• [Your goal]:
Can you set out the items below as a numbered list and drop any blank lines?
[Data extract start]
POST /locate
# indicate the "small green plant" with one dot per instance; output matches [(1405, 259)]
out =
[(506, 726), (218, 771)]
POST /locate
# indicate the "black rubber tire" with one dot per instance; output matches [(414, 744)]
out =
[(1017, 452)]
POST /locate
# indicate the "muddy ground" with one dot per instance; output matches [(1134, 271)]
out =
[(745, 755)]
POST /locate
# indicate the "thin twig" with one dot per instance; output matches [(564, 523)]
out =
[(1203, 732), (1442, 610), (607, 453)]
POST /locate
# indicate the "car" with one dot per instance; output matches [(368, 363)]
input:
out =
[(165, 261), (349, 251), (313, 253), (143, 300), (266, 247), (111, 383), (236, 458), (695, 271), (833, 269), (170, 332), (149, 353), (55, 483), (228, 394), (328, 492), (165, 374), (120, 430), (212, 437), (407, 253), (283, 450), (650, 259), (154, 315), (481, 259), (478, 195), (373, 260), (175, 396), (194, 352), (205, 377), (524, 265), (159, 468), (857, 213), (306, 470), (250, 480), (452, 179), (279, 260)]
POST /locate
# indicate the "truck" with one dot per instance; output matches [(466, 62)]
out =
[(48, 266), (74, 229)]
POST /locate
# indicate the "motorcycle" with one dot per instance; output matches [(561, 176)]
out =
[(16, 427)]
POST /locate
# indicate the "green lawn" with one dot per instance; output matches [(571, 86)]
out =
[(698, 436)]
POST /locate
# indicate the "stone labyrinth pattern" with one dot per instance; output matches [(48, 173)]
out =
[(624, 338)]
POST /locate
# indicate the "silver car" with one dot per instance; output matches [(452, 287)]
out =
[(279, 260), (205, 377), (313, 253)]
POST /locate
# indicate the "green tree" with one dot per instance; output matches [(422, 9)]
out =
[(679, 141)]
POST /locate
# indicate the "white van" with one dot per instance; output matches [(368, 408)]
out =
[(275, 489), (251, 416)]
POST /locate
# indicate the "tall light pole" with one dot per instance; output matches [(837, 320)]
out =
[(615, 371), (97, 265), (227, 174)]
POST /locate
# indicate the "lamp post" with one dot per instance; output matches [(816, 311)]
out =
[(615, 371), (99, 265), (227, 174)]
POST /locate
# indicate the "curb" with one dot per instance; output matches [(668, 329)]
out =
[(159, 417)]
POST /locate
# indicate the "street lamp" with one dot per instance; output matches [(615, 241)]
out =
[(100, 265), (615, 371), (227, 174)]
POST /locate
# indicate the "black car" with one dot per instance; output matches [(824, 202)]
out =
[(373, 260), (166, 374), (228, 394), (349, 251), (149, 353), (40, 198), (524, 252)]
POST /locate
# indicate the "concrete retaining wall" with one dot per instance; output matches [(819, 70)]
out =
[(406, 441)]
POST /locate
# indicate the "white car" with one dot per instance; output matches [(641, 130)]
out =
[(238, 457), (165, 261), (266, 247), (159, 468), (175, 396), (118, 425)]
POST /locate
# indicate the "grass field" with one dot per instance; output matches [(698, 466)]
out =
[Data extract end]
• [Correct output]:
1. POST /locate
2. # indicate the "small green plant" with one dot per instance; output matches [(1405, 259)]
3. out =
4. [(506, 726), (218, 771)]
5. POST /locate
6. # indicate the "black rubber tire" with one dot per instance; output matches [(414, 744)]
7. out =
8. [(1017, 452)]
9. POST /locate
10. # indicate the "muddy ground" with one dot per instance; output matches [(1134, 271)]
11. out =
12. [(745, 755)]
13. POST /locate
14. # indicate the "thin twig" with one dot per instance; output matches [(564, 523)]
15. out =
16. [(1203, 732), (1442, 610), (607, 453)]
17. POST /locate
18. # indicate the "car" with one dot per instance; output matches [(368, 363)]
19. input:
20. out =
21. [(165, 261), (349, 251), (313, 253), (143, 300), (266, 247), (111, 383), (236, 458), (695, 271), (833, 269), (170, 332), (149, 353), (55, 483), (228, 394), (328, 492), (165, 374), (120, 430), (212, 437), (407, 253), (283, 450), (650, 259), (154, 315), (481, 259), (478, 195), (373, 260), (175, 396), (194, 352), (205, 377), (524, 265), (159, 468), (857, 213), (306, 470), (250, 480), (452, 179), (279, 260)]
22. POST /locate
23. # indicate the "truck" with one dot per instance; output matches [(466, 62)]
24. out =
25. [(48, 266), (74, 229)]
26. POST /locate
27. # indicate the "motorcycle" with one dot per instance; output matches [(561, 176)]
28. out =
29. [(16, 427)]
30. POST /locate
31. # indicate the "green lawn" with one dot per instance; output matches [(571, 86)]
32. out =
33. [(698, 436)]
34. POST /locate
35. # indicate the "stone labyrinth pattern" with one dot per instance; output matches [(48, 173)]
36. out =
37. [(624, 338)]
38. POST /locate
39. # indicate the "silver car" with one dot per instance; output matches [(452, 287)]
40. out =
41. [(279, 260), (205, 377), (313, 253)]
42. POST /locate
43. # indicate the "green tree" with one dot per instance; output matches [(422, 9)]
44. out =
45. [(679, 141)]
46. POST /locate
47. # indicate the "white van" with one dot per instance; output matches [(368, 408)]
48. out =
49. [(275, 489), (251, 416)]
50. POST /locate
51. # indicate the "tall light pole" with one dot per instance; output matches [(837, 320)]
52. out =
53. [(615, 371), (97, 265), (227, 174)]
54. POST /locate
55. # indicate the "lamp post" with one dot per instance; output matches [(816, 311)]
56. out =
57. [(615, 371), (99, 265), (227, 174)]
58. POST /locate
59. # indicate the "curb" with one dot per instance; output matches [(668, 329)]
60. out =
61. [(159, 417)]
62. POST /locate
63. # indicate the "street lamp" with one dot per instance; output matches [(615, 241)]
64. out =
65. [(100, 265), (615, 371), (227, 174)]
66. POST /locate
67. # indicate the "black car" with one dot per instance; output matches [(824, 202)]
68. out =
69. [(373, 260), (166, 374), (228, 394), (349, 251), (149, 353), (40, 198), (524, 252)]
70. POST /locate
71. # indicate the "concrete retaining wall" with one dot per instance; output matches [(819, 70)]
72. out =
73. [(406, 441)]
74. POST /locate
75. # indicate the "white car" with one dot per instance; output matches [(641, 130)]
76. out =
77. [(238, 457), (165, 261), (266, 247), (159, 468), (175, 396), (118, 425)]
78. POST /locate
79. # indicate the "grass field" with one dot per instance; output matches [(698, 466)]
80. out =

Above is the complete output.